▸ Exercise prompt
Reproduce the material below verbatim, preserving every line in its original order.

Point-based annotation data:
— start —

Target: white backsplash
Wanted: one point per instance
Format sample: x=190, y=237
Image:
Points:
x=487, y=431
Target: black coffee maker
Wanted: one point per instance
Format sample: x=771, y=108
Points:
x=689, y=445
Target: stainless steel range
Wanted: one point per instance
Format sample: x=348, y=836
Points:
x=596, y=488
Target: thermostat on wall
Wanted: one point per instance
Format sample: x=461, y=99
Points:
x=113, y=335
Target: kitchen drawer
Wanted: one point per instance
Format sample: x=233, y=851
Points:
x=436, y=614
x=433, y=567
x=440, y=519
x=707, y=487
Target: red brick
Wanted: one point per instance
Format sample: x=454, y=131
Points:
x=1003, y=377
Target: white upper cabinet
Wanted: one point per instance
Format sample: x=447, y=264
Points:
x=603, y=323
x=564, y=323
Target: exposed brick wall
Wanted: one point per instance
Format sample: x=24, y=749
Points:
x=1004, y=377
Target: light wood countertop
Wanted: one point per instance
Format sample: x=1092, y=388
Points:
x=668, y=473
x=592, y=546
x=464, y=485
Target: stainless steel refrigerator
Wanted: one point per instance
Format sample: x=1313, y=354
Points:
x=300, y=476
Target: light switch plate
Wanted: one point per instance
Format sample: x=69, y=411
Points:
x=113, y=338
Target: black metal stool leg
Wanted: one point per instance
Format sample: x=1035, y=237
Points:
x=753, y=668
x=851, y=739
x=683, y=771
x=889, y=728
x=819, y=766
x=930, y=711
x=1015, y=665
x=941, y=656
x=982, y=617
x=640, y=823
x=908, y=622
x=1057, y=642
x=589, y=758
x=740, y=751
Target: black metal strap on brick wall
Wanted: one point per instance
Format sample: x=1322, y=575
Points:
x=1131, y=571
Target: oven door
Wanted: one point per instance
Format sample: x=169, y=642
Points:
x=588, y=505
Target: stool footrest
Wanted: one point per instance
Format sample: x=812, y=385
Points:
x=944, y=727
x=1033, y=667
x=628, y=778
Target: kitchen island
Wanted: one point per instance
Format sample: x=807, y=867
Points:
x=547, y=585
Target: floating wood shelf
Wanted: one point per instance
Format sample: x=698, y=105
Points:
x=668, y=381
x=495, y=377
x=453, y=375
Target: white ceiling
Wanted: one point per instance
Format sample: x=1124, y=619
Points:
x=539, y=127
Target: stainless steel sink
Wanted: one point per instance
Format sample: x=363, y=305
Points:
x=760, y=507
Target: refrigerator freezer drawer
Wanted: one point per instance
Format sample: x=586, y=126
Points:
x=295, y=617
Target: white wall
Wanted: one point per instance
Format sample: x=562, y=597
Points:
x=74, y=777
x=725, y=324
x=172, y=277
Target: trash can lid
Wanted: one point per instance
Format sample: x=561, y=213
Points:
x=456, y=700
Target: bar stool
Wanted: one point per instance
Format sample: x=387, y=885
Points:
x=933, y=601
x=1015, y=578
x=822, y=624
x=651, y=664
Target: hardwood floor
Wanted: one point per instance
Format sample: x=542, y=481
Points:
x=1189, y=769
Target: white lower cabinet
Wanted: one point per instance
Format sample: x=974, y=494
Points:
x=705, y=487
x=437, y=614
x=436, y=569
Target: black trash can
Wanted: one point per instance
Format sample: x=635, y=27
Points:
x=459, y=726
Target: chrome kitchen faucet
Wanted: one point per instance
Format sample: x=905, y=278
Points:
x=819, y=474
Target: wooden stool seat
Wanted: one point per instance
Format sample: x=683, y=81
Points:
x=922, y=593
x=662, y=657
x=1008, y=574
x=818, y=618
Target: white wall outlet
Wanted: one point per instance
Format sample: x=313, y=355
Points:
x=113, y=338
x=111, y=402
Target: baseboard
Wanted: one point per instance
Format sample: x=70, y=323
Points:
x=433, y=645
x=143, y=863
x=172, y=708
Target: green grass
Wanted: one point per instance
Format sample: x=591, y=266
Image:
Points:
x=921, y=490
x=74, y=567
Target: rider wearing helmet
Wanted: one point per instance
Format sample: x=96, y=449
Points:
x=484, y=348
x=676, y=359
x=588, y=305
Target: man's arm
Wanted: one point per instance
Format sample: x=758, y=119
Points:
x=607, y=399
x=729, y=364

— end —

▸ Correct output
Target: white backsplash
Wanted: one point per instance
Format sample: x=190, y=237
Image:
Points:
x=487, y=431
Target: black coffee maker
Wanted: one point per instance
Format sample: x=771, y=108
Points:
x=689, y=445
Target: stainless steel range
Wanted: one point per instance
Format sample: x=348, y=836
Points:
x=596, y=488
Target: thermostat on wall
Wanted: one point per instance
Format sample: x=461, y=99
Points:
x=113, y=335
Target: kitchen drawer
Wanted: one point per instance
Format sample: x=233, y=851
Points:
x=436, y=614
x=433, y=567
x=440, y=519
x=707, y=487
Target: red brick
Wanted: one point per instance
Format sample: x=454, y=131
Points:
x=1003, y=377
Target: white upper cabinet
Wanted: one point per instance
Format sample: x=447, y=264
Points:
x=603, y=323
x=564, y=323
Target: exposed brick wall
Wanted: one point per instance
Format sample: x=24, y=749
Points:
x=1004, y=377
Target: light wood countertop
Wanted: one point per instance
Format sample: x=1092, y=388
Points:
x=668, y=473
x=592, y=546
x=464, y=485
Target: stainless steel refrigerator
Wanted: one point per instance
Format sample: x=1313, y=354
Points:
x=300, y=476
Target: light switch plate
Wanted: one point per instance
Format sample: x=69, y=411
Points:
x=113, y=338
Target: black metal stool leg
Wanted: one point per instance
Format sample: x=1035, y=237
Points:
x=753, y=668
x=851, y=739
x=683, y=771
x=889, y=728
x=819, y=766
x=930, y=711
x=1015, y=665
x=941, y=656
x=982, y=617
x=640, y=823
x=908, y=622
x=1057, y=642
x=589, y=758
x=740, y=751
Target: black metal strap on brick wall
Wanted: one point per instance
Format sample: x=1322, y=575
Points:
x=1131, y=571
Target: oven door
Wanted: one point per instance
Format sample: x=169, y=642
Points:
x=588, y=505
Target: stool footrest
Wanted: one point per instance
Format sample: x=812, y=385
Points:
x=944, y=727
x=1033, y=667
x=628, y=778
Target: kitchen island
Wanted: one point per instance
Format sample: x=807, y=867
Points:
x=547, y=585
Target: floating wood shelf
Wanted: one point per instance
Format sample: x=698, y=105
Points:
x=668, y=381
x=495, y=377
x=453, y=375
Target: white ceiling
Wanted: one point per instance
Format sample: x=1124, y=619
Points:
x=539, y=127
Target: stainless steel sink
Wanted: one point per instance
Format sample: x=363, y=305
Points:
x=760, y=507
Target: refrigerator freezer drawer
Wanted: one point per instance
Format sample: x=586, y=126
Points:
x=295, y=617
Target: white wall
Wanted: one point per instance
Format sample: x=562, y=597
Points:
x=74, y=777
x=725, y=324
x=172, y=277
Target: trash can lid
Wanted: one point per instance
Format sample: x=561, y=213
Points:
x=456, y=700
Target: bar stool
Wanted: one point per instance
Format sample: x=387, y=885
Points:
x=933, y=601
x=1015, y=578
x=822, y=624
x=651, y=664
Target: hardwood floor
Wanted: one point per instance
Format sample: x=542, y=481
Points:
x=1189, y=769
Target: white lower cabinet
Wanted: one point per instance
Format sample: x=974, y=494
Points:
x=705, y=487
x=437, y=614
x=436, y=569
Target: black trash can
Wanted: one point per instance
Format sample: x=635, y=27
Points:
x=459, y=726
Target: chrome kitchen faucet
Wanted: one point per instance
Format sample: x=905, y=278
Points:
x=819, y=474
Target: wooden stool seat
Wanted: one point per instance
Format sample: x=683, y=81
Points:
x=922, y=593
x=662, y=657
x=1008, y=574
x=818, y=618
Target: white wall outlet
Wanted: one point per instance
Format sample: x=313, y=355
Points:
x=113, y=338
x=111, y=402
Target: baseboard
Wanted: one point per instance
Format sample: x=70, y=323
Points:
x=433, y=645
x=143, y=863
x=172, y=708
Target: green grass
Wanted: one point per instance
Format sample: x=591, y=266
Image:
Points:
x=921, y=490
x=74, y=567
Target: rider wearing helmet
Wanted: one point per instance
Format sample: x=96, y=449
Points:
x=484, y=348
x=676, y=359
x=588, y=305
Target: man's arm
Wanted: one point per instance
Format sample: x=758, y=119
Points:
x=607, y=399
x=729, y=364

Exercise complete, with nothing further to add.